- **PROBLEM TO SOLVE**
Edit the records below so that every "keypoint" becomes "marker", changing nothing else. Leave the pictures out of your answer.

- **DATA FOR THIS EXERCISE**
····················

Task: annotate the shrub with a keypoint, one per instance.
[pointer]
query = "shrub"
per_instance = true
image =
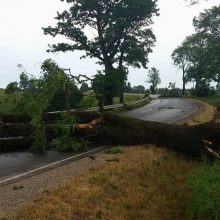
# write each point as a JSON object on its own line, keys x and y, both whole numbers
{"x": 204, "y": 197}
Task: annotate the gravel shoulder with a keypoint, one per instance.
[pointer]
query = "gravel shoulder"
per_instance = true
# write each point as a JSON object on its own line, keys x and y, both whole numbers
{"x": 15, "y": 196}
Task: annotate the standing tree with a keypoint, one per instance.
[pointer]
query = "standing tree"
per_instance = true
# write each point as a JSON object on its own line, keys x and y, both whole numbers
{"x": 84, "y": 87}
{"x": 199, "y": 55}
{"x": 153, "y": 79}
{"x": 181, "y": 59}
{"x": 120, "y": 28}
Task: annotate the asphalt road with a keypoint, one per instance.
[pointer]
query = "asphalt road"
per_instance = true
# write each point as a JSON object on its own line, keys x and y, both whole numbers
{"x": 165, "y": 110}
{"x": 160, "y": 110}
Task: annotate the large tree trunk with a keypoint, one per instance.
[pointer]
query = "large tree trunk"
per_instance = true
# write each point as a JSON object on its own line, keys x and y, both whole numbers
{"x": 184, "y": 82}
{"x": 184, "y": 87}
{"x": 109, "y": 84}
{"x": 122, "y": 130}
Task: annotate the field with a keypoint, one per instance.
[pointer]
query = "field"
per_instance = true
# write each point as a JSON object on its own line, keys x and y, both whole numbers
{"x": 6, "y": 104}
{"x": 212, "y": 100}
{"x": 143, "y": 182}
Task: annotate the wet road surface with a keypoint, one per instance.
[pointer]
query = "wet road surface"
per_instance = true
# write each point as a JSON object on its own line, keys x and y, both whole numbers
{"x": 15, "y": 163}
{"x": 160, "y": 110}
{"x": 165, "y": 110}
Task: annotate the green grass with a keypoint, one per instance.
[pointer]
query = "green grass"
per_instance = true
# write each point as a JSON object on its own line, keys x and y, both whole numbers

····················

- **WRITTEN RESPONSE**
Task: annotate the shrub with a marker, one per instance.
[pointer]
query = "shrub"
per_instance = true
image =
# write each point as a JSON object on its own line, keys x and y, both whole numbers
{"x": 204, "y": 197}
Task: annotate the gravel shoulder with a marker, one per instance.
[pointer]
query = "gravel shoulder"
per_instance = true
# write each point as a JSON object on its own line, keys x and y, both whole numbers
{"x": 15, "y": 196}
Task: annotate the standing tree with a marker, one per instance.
[pointer]
query = "standing tree"
per_instance = true
# write each point as a JSON object on its own line, keys x and y, both whole numbers
{"x": 84, "y": 87}
{"x": 199, "y": 55}
{"x": 153, "y": 79}
{"x": 181, "y": 59}
{"x": 120, "y": 28}
Task: annotate the asphalt road with a marker, one per instance.
[pointer]
query = "asphalt road"
per_instance = true
# write each point as a JSON object on its own line, keys x and y, both whole numbers
{"x": 165, "y": 110}
{"x": 160, "y": 110}
Task: annotate the large tree trunk with a marker, one per instance.
[pointer]
query = "large tree trunk"
per_instance = true
# write each point as a JSON object on its own line, keys x and y, both whole numbers
{"x": 184, "y": 82}
{"x": 184, "y": 87}
{"x": 109, "y": 84}
{"x": 122, "y": 130}
Task: annotate the field with a marker, one per instance.
[pointer]
query = "field"
per_instance = true
# write each point as a JSON object on its own line, keys x and y, both whole numbers
{"x": 6, "y": 104}
{"x": 212, "y": 100}
{"x": 143, "y": 182}
Task: annotate the wet road surface with a marker, one per instance.
[pointer]
query = "wet road surface"
per_instance = true
# write each point as a JSON object on its own line, keys x and y, both whole numbers
{"x": 15, "y": 163}
{"x": 160, "y": 110}
{"x": 165, "y": 110}
Task: annotate the green grass with a marker, one per instance.
[pointer]
query = "green grass"
per_instance = true
# write each point as a JSON object on its own line, keys x and y, both whole numbers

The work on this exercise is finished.